- [Task inputs]:
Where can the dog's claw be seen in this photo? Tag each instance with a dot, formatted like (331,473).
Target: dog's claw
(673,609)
* * *
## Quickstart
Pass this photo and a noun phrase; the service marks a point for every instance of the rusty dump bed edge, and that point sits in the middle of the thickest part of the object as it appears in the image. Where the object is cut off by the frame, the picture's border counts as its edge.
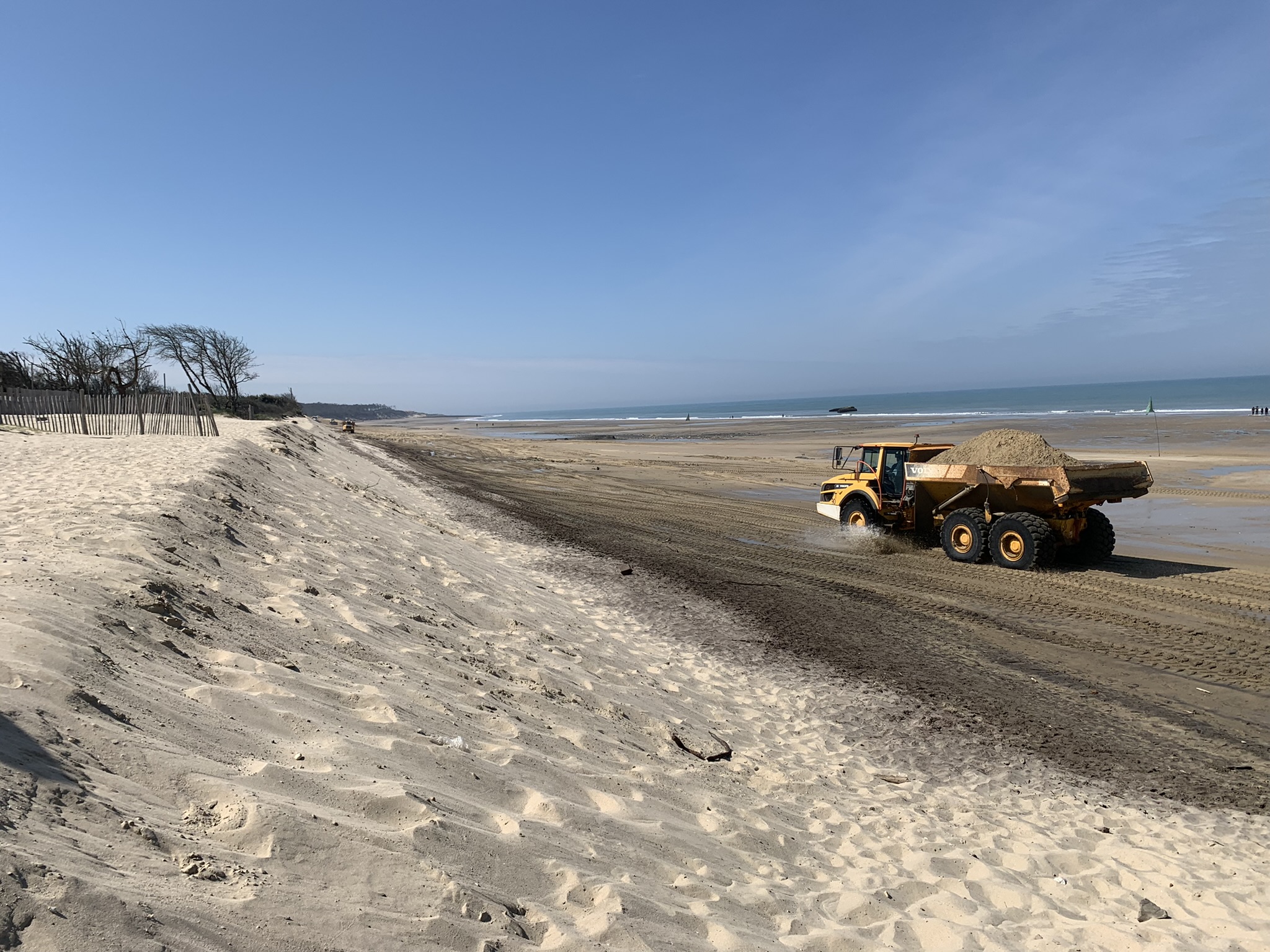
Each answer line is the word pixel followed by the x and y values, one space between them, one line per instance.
---
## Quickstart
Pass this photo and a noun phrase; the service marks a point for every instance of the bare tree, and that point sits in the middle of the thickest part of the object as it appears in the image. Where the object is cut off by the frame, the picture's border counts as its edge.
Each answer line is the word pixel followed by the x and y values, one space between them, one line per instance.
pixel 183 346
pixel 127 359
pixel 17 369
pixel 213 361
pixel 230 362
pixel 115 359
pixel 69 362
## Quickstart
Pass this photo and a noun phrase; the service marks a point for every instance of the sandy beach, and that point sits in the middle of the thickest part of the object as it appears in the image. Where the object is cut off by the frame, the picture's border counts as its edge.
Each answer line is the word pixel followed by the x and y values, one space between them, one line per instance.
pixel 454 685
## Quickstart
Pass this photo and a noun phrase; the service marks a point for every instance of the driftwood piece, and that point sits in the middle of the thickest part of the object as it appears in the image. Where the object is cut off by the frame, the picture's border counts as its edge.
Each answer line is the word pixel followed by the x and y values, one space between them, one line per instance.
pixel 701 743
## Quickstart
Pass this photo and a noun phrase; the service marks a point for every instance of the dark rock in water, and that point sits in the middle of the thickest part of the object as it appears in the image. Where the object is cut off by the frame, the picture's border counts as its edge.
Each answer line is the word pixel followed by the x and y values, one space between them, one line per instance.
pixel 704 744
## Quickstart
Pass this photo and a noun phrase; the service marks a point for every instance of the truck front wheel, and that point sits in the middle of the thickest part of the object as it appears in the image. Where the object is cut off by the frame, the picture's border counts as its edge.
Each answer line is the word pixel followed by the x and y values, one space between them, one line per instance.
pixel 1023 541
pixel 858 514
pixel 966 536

- [What is asked]:
Pull out every line of the data above that contains the string "claw", matching case exactly.

- [Task output]:
Where can the dog's claw be seen in this photo? Tag each instance with a dot, formatted like (331,473).
Target: dog's claw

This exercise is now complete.